Exercices à faire:
(A) Mettez à jour le passage du dialogue qui commence aux mots « Sud : J'ai été » et s'arrête après « envers notre peuple. » : recopiez-le en remplaçant « malentendus » par « désaccords ».
(B) Dans le dialogue, selon quelles conditions le Nord dit-il vouloir promouvoir une réunification pacifique et indépendante ?

Extrait du dialogue:
****

Sud : J'ai été impressionné par vos combats dans la lutte anti-japonaise décrits dans l'opéra que j'ai vu aujourd'hui et aussi dans la maison où vous êtes né à Mangyongdae. Permettez-moi de vous le dire, votre patriotisme est semblable à mes sentiments pour le pays et c'est ce qui m'a amené ici.
Nord : Veuillez transmettre ce message au President Park. Nous sommes d'accord pour promouvoir la réunification de manière pacifique et indépendante, sans conflit militaire ni intervention étrangère. Depuis que nous avons été séparés il y a si longtemps, il y a eu beaucoup de malentendus. Cependant, les malentendus peuvent être facilement levés par notre patriotisme ardent. Ce qui nous intéresse est de trouver des points communs, pas de discuter des fautes passées. Ce serait péché envers notre peuple.
Sud : Je ne peux qu'être entièrement d'accord avec vous.
Nord : C'est pourquoi notre peuple doit se réunir. Une nation devrait se tenir unie au lieu d'être divisée. Nous devrions vivre en paix, ne pas nous battre les uns contre les autres, indépendamment des grandes puissances qui nous entourent. Pourquoi les gens d'une même nation devraient-ils se disputer sur ce qui est vrai et ce qui est faux ? Si nous devons nous réunifier, nous devons commencer par un terrain commun de solidarité. Si nous poursuivons la solidarité entre nos peuples, nous pouvons rejeter en arrière nos passés, nos malentendus et la méfiance et regarder au-delà des différences de religion. Le principe de solidarité est ce qui importe et nous devons partir de là.

****

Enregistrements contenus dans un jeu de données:
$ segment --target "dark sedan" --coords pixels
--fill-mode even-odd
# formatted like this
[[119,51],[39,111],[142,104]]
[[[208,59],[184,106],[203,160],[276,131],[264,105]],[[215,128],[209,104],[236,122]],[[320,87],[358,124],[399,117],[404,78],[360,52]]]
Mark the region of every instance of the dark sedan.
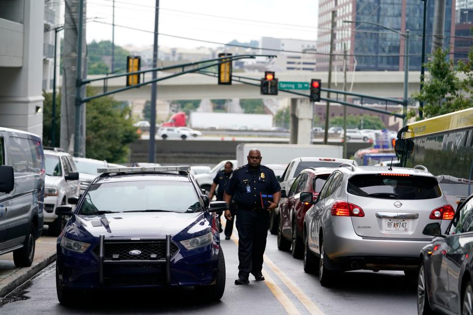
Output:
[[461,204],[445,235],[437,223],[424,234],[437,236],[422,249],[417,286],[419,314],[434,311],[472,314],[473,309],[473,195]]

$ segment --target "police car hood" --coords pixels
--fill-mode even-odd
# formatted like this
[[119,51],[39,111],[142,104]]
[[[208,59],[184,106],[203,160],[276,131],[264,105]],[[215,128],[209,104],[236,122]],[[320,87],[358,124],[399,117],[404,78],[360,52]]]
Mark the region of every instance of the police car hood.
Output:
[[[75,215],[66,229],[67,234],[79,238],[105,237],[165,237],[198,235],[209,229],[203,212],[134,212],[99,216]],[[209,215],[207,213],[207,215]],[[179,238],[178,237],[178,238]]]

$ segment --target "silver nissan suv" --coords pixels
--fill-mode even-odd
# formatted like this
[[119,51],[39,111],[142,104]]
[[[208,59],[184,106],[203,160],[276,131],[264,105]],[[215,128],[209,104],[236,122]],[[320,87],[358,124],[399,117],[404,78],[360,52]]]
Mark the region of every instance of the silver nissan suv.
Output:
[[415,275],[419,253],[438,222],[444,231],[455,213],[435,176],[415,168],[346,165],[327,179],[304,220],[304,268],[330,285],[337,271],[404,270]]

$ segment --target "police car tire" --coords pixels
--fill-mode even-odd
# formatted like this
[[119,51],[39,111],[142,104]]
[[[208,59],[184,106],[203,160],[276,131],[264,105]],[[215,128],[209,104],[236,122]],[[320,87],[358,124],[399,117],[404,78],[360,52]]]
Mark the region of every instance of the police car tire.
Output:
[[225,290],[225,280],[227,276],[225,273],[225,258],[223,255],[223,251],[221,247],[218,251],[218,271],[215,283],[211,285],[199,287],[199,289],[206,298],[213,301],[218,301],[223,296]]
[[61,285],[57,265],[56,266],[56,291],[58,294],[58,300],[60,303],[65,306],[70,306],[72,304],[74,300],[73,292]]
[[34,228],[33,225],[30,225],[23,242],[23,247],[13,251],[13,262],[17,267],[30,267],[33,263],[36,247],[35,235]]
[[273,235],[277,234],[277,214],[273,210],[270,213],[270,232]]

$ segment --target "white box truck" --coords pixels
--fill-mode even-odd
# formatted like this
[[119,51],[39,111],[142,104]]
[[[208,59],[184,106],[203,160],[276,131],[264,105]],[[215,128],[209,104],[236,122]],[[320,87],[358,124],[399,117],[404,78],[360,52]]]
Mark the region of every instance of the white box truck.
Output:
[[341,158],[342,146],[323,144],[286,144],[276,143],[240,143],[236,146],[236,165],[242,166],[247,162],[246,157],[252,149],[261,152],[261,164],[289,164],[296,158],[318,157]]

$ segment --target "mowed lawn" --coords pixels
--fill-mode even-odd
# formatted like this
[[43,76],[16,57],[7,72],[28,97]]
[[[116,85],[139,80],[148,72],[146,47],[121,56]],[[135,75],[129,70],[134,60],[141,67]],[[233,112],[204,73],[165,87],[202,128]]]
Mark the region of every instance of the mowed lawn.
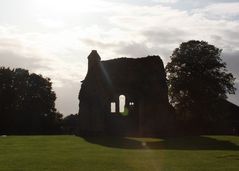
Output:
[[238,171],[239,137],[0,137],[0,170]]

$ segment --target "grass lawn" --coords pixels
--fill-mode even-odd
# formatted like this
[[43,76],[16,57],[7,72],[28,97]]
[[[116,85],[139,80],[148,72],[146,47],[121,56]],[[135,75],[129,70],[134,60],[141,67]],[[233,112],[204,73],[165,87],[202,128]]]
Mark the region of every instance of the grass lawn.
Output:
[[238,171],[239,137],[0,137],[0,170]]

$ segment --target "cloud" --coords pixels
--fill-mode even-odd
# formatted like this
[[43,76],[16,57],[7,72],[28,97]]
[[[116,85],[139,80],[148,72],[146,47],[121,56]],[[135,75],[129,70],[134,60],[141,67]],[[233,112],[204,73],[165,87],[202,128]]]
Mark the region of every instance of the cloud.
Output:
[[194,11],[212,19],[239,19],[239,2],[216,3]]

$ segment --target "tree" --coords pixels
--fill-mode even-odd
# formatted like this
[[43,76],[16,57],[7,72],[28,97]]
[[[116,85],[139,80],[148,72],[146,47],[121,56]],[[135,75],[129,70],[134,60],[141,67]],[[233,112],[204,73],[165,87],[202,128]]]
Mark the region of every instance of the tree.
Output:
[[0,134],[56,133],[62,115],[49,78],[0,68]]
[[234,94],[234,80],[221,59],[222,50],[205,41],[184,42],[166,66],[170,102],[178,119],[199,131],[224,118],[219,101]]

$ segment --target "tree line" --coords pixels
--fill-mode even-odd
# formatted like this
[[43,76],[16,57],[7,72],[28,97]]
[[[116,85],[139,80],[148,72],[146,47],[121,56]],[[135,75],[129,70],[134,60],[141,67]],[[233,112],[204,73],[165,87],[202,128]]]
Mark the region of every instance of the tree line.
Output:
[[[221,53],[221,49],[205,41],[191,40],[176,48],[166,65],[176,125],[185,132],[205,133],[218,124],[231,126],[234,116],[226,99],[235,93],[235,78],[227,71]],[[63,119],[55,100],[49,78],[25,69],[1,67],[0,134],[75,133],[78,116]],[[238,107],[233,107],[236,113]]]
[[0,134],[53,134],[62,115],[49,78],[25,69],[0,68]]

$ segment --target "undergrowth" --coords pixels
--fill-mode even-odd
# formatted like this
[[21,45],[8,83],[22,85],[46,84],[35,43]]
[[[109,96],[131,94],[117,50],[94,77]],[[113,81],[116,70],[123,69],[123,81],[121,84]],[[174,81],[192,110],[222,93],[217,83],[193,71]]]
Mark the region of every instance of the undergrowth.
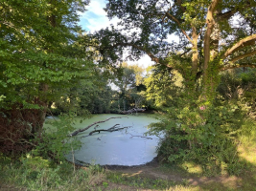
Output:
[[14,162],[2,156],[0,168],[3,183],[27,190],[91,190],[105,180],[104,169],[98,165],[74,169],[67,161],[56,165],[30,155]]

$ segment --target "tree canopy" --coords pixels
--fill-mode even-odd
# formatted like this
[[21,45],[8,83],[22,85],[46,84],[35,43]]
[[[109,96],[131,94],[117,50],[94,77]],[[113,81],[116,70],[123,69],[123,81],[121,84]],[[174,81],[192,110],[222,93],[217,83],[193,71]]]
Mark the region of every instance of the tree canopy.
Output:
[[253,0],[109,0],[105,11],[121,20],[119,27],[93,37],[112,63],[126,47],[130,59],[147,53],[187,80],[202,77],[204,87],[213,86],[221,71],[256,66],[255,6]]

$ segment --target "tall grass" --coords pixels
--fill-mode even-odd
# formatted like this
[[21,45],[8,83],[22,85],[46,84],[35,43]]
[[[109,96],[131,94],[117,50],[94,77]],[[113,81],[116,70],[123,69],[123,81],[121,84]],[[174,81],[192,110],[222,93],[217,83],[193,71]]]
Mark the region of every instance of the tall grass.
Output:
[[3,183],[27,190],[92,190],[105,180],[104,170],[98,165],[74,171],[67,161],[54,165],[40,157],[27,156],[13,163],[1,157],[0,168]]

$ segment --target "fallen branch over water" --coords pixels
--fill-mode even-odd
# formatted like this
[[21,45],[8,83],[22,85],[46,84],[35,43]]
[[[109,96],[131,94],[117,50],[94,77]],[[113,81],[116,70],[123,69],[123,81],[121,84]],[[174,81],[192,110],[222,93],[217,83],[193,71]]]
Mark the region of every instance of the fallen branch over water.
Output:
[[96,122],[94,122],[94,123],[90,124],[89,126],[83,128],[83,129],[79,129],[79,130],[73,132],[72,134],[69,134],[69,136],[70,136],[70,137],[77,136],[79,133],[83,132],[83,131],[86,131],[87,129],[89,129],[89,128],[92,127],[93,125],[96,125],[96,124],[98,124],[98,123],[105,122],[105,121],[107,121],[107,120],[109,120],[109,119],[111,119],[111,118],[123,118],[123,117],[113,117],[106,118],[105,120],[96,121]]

****

Résultats des exercices:
(A)
Sud : J'ai été impressionné par vos combats dans la lutte anti-japonaise décrits dans l'opéra que j'ai vu aujourd'hui et aussi dans la maison où vous êtes né à Mangyongdae. Permettez-moi de vous le dire, votre patriotisme est semblable à mes sentiments pour le pays et c'est ce qui m'a amené ici.
Nord : Veuillez transmettre ce message au President Park. Nous sommes d'accord pour promouvoir la réunification de manière pacifique et indépendante, sans conflit militaire ni intervention étrangère. Depuis que nous avons été séparés il y a si longtemps, il y a eu beaucoup de désaccords. Cependant, les désaccords peuvent être facilement levés par notre patriotisme ardent. Ce qui nous intéresse est de trouver des points communs, pas de discuter des fautes passées. Ce serait péché envers notre peuple.

(B) Sans conflit militaire ni intervention étrangère.